# TASK GOAL
List each line of the data that contains the word "edges". Match uppercase and lowercase letters exactly.

# WORKING DATA
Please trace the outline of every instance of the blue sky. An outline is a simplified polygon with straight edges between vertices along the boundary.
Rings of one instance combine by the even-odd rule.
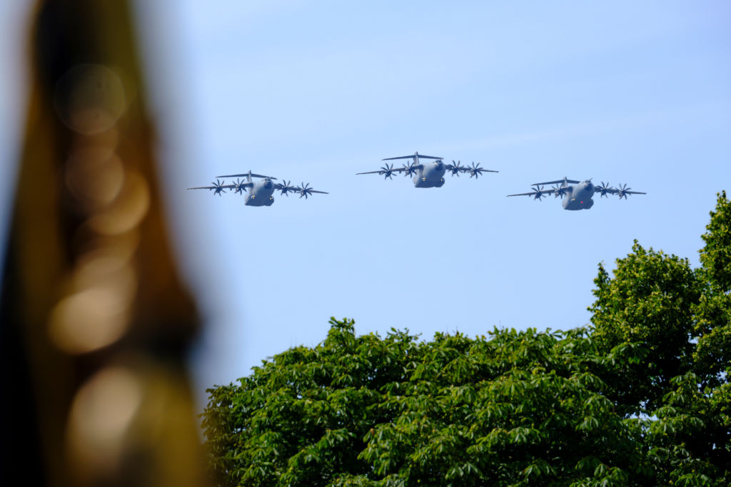
[[[599,262],[635,238],[697,264],[715,193],[731,190],[731,4],[395,3],[140,2],[174,240],[207,324],[201,401],[317,345],[331,315],[426,339],[565,329],[588,321]],[[6,72],[12,50],[0,56]],[[414,150],[500,172],[439,189],[355,175]],[[184,190],[249,169],[330,194],[252,208]],[[648,194],[581,212],[505,197],[564,176]]]

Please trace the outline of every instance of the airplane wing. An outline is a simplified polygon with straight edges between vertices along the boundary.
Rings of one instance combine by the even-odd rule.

# THE ANSWER
Please trace the outline of every instance of the blue sky. An outline is a simplified polygon with straight edges between vertices along the boundary.
Please trace the outline of every instance of the airplane wing. An outline is a simplified polygon with straight edges between vertices along the boundary.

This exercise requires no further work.